> SEZIONE TESTO:
----------

Neruda fu ucciso da Pinochet? Il governo cileno dice: «È probabile»

«Risulta chiaramente possibile e altamente probabile l’intervento di terzi». È il modo cauto ma inequivocabile con cui, con comunicazione ufficiale, il governo cileno ha ammesso, qualche giorno fa (il 5 novembre) e per la prima volta, la possibilità che il premio Nobel Pablo Neruda non sia deceduto per cause naturali, ma per mano del regime di Pinochet.
La morte e il funerale di Neruda. Una versione dei fatti ben diversa dalla causa scritta a mano sul certificato di decesso il giorno in cui il poeta morì in una clinica di Santiago del Cile, alle 22.30 del 23 settembre 1973: «Cachessia cancerosa», ovvero una condizione di denutrizione, stato catatonico e perdita di qualsivoglia facoltà conseguente alla malattia. Il poeta soffriva da tempo, in effetti, di un tumore alla prostata e, per un peggioramento delle sue condizioni, era stato da poco ricoverato. A raccontare il funerale del Vate cileno è Isabelle Allende (nipote di Salvador), che nel suo libro La casa degli spiriti definisce la cerimonia come «l’atto simbolico di seppellire la libertà», inquietante segnale delle imminenti oscurità del regime.
Il colpo di Stato di Pinochet. Il contesto socio-politico era infatti precipitato in una spirale di non ritorno qualche giorno prima. L’11 settembre, il capo dell’esercito Augusto Pinochet aveva colpito con forze d’aria e di terra il palazzo presidenziale, la Moneda, con un golpe con cui aveva dato il via ad una dittatura militare intenzionata a reprimere nel sangue qualsiasi opposizione. Proprio a questo fatto Neruda dedicò la sua ultima poesia, scritta in punto di morte: I Satrapi, invettiva amara e rabbiosa contro «i mille volte venduti e traditori» che rovesciarono il potere del presidente Salvador Allende, stimato e appoggiato dal poeta e morto suicida dopo aver cercato invano di difendere il palazzo.
I sospetti e le indagini. I sospetti sul fatto che il poeta fosse stato assassinato dagli agenti della dittatura divennero ufficiali nel 2011, dopo che Manuel Araya, suo autista, guardia del corpo e uomo di fiducia, finalmente libero di parlare si dichiarò convinto dell’ipotesi dell’omicidio. Aveva ricevuto, infatti, sei ore prima della morte di Neruda, una telefonata proprio da parte del Vate, che raccontava di una strana e sospetta iniezione nello stomaco. Dopo la dichiarazione di Araya, le indagini vennero riaperte nell'aprile 2013 e il corpo di Neruda riesumato a quarant’anni dalla sua morte. Di quel veleno, però, nessuna traccia.
Ineliminabile, invece, il dubbio su quanto accade, tant’è che il ministero dell’interno di Santiago ordinò poi la costituzione di due commissioni di esperti internazionali e interdisciplinari «per produrre perizie che permettano di arrivare a conclusioni scientifiche».
Gli ultimi risvolti del caso. L’esito delle indagini è stato comunicato venerdì 6 novembre da El Paìs, tramite la pubblicazione di un documento coperto da segreto istruttorio, secondo il quale Neruda non sarebbe morto in «conseguenza del cancro alla prostata di cui soffriva». L’attendibilità del documento è stata immediatamente confermata da un comunicato stampa del Ministero dell’Interno e da un articolo di Internazionale. El Paìs ha pubblicato anche alcune rivelazioni del magistrato a capo delle indagini, Mario Carroza: oltre a confermare la dichiarazione dell’autista di Neruda circa la somministrazione di un’oscura iniezione, il magistrato fa riferimento a un altro elemento rilevato nel suo corpo e di cui ancora si attendono le analisi. Questa sostanza, che se alterata può risultare altamente tossica fino a provocare la morte, ha un nome innocuo e quasi lirico: il germe dello stafilococco dorato.

----------

> DATI:
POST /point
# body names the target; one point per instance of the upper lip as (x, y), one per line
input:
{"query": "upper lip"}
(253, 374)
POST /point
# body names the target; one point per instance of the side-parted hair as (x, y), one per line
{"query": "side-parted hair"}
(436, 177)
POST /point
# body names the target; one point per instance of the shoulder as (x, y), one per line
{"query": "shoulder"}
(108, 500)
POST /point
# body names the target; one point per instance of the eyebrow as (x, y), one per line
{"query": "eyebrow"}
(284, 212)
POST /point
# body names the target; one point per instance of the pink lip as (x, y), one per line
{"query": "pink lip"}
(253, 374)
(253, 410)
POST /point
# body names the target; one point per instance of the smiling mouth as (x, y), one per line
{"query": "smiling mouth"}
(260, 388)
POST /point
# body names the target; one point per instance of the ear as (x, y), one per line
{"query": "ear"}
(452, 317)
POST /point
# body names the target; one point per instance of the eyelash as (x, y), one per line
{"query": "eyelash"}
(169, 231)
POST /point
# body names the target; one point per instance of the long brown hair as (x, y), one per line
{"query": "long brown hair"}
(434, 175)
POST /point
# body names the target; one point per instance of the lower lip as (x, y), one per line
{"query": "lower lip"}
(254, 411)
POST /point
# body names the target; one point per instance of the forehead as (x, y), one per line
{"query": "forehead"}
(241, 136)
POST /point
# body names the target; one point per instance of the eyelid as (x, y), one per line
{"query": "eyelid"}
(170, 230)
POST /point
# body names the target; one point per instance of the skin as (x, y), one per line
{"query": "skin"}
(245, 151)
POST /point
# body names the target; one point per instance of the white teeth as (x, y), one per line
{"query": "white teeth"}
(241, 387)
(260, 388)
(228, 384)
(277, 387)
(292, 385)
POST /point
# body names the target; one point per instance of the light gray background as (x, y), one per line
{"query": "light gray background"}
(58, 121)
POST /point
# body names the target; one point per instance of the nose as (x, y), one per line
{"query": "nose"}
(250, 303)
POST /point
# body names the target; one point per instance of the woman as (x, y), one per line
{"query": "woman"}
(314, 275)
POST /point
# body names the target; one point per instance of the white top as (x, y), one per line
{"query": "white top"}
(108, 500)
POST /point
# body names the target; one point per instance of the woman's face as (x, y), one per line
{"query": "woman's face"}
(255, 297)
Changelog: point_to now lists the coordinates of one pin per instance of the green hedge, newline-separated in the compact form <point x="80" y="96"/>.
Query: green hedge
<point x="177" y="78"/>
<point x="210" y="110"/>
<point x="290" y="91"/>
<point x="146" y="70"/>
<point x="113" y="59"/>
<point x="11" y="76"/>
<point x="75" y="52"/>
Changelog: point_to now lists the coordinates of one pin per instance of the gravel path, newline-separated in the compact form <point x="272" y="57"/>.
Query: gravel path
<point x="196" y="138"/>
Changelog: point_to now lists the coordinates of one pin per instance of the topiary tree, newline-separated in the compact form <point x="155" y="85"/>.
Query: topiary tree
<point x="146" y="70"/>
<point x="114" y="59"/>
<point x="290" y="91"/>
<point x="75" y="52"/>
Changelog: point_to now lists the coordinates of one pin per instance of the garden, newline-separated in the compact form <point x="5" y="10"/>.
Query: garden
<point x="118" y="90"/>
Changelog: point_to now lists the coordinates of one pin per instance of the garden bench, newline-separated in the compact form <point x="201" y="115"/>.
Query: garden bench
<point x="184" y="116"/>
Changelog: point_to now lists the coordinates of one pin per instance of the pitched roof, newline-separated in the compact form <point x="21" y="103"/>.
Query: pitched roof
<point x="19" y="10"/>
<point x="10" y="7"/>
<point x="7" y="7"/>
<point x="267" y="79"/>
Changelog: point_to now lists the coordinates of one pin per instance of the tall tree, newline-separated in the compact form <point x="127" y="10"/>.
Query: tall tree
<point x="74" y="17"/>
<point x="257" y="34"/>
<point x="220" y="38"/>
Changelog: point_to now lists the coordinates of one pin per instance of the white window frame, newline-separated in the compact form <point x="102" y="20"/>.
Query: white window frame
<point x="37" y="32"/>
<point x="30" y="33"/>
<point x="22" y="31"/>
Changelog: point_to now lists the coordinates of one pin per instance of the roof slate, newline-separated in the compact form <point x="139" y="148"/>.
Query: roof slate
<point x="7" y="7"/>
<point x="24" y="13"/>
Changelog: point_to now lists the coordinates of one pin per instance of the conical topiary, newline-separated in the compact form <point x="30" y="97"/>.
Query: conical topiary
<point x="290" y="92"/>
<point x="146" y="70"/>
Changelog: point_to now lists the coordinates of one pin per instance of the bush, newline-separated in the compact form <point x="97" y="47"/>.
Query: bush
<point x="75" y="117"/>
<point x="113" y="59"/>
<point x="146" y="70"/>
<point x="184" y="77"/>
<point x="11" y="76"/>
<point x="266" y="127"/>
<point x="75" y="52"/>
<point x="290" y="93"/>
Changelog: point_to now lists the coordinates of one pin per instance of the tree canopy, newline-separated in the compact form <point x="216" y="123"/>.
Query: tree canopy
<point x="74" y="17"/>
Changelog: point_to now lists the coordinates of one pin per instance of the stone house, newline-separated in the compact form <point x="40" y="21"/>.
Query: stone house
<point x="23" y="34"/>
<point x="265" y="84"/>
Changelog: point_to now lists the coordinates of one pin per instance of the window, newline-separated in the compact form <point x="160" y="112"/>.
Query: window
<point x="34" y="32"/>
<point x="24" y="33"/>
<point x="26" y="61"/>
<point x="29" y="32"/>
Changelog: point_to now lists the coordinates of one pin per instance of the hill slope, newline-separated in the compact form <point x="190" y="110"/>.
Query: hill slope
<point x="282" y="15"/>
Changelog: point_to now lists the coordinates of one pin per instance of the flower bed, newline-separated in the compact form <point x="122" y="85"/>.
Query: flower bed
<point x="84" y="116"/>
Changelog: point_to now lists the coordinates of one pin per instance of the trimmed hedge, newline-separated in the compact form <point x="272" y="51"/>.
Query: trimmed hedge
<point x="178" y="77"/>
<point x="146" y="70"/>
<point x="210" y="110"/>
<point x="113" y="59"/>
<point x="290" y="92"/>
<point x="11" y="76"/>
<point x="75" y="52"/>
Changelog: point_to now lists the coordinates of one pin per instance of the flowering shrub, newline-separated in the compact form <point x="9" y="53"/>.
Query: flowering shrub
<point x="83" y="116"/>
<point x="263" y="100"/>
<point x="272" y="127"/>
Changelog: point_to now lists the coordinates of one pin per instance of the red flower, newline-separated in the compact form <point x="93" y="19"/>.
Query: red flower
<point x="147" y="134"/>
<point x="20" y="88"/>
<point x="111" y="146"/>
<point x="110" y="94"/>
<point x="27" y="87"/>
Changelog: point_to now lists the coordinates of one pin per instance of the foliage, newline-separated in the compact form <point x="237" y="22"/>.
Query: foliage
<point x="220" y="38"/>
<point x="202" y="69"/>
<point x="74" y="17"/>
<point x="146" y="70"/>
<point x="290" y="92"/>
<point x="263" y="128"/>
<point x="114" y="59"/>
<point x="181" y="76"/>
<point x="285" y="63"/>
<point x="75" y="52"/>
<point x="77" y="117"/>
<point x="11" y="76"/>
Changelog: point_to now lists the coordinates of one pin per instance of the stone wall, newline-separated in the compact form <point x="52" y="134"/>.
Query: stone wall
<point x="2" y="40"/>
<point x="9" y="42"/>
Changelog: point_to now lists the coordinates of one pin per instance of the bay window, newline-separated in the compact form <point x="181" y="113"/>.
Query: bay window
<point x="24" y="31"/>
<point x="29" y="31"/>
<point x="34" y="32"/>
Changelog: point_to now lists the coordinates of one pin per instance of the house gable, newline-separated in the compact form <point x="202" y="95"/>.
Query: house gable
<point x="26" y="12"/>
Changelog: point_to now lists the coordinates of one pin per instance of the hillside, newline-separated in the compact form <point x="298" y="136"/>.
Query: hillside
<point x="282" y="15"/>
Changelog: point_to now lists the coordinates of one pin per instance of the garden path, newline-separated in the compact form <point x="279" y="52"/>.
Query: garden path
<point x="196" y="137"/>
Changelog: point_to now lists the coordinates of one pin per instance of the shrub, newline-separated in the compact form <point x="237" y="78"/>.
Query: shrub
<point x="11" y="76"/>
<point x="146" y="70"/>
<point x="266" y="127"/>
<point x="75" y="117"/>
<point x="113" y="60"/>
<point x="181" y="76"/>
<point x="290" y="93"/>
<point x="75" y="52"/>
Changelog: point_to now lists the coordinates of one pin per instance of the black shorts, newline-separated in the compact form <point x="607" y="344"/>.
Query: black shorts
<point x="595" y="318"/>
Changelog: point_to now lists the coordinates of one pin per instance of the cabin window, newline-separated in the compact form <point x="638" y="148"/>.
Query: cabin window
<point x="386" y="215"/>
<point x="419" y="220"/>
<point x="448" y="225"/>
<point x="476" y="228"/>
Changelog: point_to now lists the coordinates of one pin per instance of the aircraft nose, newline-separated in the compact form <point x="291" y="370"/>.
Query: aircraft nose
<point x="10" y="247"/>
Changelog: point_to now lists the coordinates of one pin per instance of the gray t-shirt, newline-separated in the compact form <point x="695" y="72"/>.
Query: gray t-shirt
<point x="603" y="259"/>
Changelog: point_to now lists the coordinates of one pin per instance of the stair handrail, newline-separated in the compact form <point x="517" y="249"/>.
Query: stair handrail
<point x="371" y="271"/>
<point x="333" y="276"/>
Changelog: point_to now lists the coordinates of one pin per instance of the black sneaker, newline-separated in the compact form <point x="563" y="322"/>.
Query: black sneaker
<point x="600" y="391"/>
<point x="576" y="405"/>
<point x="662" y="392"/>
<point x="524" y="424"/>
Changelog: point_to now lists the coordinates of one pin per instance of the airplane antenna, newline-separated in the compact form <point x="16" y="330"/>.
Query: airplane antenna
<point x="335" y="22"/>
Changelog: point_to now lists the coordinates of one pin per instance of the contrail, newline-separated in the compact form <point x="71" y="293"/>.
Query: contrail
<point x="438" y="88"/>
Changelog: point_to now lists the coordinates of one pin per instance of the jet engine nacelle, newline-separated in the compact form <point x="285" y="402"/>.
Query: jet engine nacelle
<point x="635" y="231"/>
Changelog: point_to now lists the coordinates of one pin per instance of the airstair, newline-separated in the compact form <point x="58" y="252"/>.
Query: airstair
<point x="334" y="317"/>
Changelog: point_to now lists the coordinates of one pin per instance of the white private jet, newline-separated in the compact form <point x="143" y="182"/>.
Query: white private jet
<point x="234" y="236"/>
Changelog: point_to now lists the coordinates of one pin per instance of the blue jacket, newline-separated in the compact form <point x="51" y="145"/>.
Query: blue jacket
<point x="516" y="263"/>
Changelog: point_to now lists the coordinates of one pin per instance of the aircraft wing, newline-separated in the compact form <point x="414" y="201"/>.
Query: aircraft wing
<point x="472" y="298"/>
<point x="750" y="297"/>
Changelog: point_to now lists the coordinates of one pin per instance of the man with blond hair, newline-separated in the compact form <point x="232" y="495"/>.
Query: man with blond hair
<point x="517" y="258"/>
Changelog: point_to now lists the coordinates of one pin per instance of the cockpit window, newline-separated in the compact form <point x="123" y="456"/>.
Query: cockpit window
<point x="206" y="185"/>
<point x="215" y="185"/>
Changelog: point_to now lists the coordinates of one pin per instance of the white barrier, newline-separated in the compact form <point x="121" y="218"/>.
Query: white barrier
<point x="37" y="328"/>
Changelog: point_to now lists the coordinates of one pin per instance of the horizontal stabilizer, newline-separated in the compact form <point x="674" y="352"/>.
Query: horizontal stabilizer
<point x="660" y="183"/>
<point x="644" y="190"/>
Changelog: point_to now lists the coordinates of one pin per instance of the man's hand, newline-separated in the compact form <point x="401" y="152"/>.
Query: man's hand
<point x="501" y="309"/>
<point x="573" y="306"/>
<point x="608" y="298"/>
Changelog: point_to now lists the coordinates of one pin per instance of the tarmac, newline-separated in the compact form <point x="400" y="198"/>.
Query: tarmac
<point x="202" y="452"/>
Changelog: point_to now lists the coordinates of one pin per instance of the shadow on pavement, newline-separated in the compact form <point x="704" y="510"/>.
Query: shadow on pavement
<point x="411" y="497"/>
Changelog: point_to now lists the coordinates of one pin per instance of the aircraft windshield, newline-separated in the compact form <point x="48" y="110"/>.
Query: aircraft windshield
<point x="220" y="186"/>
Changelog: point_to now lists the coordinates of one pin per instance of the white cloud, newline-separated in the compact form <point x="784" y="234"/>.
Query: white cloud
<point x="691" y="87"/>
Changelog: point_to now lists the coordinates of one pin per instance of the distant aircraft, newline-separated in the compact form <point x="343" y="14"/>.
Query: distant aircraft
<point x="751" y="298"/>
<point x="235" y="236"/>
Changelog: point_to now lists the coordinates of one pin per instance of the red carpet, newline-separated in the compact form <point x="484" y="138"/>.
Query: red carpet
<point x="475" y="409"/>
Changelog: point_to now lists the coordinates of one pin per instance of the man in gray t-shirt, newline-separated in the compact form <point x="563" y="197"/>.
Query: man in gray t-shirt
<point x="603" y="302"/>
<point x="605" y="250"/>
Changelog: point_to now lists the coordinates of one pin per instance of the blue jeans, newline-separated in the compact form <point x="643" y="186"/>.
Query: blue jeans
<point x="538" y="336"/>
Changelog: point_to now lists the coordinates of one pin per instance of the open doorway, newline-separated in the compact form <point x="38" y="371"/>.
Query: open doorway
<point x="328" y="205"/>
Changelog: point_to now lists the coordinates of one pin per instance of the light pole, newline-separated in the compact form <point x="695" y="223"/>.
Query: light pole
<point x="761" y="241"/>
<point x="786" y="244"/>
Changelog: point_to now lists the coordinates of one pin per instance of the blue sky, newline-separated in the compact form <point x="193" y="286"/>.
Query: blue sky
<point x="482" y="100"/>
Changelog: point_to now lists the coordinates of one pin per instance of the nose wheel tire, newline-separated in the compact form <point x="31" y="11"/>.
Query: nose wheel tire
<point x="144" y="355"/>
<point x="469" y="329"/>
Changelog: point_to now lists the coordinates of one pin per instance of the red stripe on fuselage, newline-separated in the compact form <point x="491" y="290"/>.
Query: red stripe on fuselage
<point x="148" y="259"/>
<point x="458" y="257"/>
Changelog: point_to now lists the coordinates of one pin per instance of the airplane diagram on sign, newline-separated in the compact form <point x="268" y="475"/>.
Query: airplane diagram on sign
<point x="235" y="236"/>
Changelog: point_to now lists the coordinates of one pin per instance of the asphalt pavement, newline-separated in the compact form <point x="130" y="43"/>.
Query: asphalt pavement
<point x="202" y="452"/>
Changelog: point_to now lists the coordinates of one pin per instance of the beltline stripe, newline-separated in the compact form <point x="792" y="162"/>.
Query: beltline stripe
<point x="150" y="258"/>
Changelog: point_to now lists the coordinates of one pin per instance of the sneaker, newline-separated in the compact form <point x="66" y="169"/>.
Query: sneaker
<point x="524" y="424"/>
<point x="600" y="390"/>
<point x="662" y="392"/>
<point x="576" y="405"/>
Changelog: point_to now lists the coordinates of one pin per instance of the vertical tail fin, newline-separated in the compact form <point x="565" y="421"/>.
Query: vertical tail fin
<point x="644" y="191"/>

----------

> ELENCO ATTIVITÀ:
#1 Trascriva dal testo su Neruda il passo che comincia con le parole «La morte e il» e termina dopo le parole «oscurità del regime.».
#2 Secondo il testo su Neruda, a che ora e in quale giorno morì il poeta?

> RISPOSTE SCRITTE:
#1
La morte e il funerale di Neruda. Una versione dei fatti ben diversa dalla causa scritta a mano sul certificato di decesso il giorno in cui il poeta morì in una clinica di Santiago del Cile, alle 22.30 del 23 settembre 1973: «Cachessia cancerosa», ovvero una condizione di denutrizione, stato catatonico e perdita di qualsivoglia facoltà conseguente alla malattia. Il poeta soffriva da tempo, in effetti, di un tumore alla prostata e, per un peggioramento delle sue condizioni, era stato da poco ricoverato. A raccontare il funerale del Vate cileno è Isabelle Allende (nipote di Salvador), che nel suo libro La casa degli spiriti definisce la cerimonia come «l’atto simbolico di seppellire la libertà», inquietante segnale delle imminenti oscurità del regime.

#2 Alle 22.30 del 23 settembre 1973.